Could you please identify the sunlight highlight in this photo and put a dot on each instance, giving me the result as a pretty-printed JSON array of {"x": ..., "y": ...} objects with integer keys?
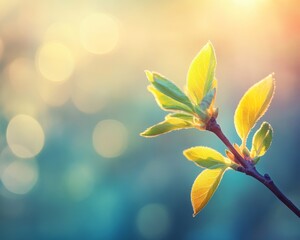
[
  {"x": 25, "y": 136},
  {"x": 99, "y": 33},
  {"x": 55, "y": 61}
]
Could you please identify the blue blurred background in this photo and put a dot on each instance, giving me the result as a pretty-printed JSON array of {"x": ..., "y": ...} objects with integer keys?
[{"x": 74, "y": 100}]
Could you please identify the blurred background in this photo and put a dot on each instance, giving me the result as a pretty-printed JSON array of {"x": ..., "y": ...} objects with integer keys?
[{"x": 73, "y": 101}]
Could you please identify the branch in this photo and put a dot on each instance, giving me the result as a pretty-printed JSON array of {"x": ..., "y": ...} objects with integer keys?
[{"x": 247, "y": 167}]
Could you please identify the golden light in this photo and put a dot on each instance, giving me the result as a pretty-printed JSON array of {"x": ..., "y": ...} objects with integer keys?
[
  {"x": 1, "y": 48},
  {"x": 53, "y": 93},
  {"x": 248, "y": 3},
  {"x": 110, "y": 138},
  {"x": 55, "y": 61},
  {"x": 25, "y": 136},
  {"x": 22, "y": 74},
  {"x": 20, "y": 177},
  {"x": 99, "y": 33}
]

--

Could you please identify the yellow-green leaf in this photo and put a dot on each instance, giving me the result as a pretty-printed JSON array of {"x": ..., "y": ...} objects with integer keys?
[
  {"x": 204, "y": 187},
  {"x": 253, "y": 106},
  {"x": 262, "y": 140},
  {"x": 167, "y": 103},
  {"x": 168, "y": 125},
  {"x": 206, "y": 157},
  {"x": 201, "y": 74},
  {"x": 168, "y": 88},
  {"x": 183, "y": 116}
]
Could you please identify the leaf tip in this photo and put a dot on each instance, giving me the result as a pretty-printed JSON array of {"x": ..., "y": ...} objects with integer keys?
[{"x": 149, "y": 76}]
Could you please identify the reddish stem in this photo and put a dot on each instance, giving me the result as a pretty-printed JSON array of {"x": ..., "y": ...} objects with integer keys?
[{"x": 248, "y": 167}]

**REQUIRED TASK**
How many lines in the records above contain the string "leaf"? Case counts. Give only the number.

**ANSWER**
2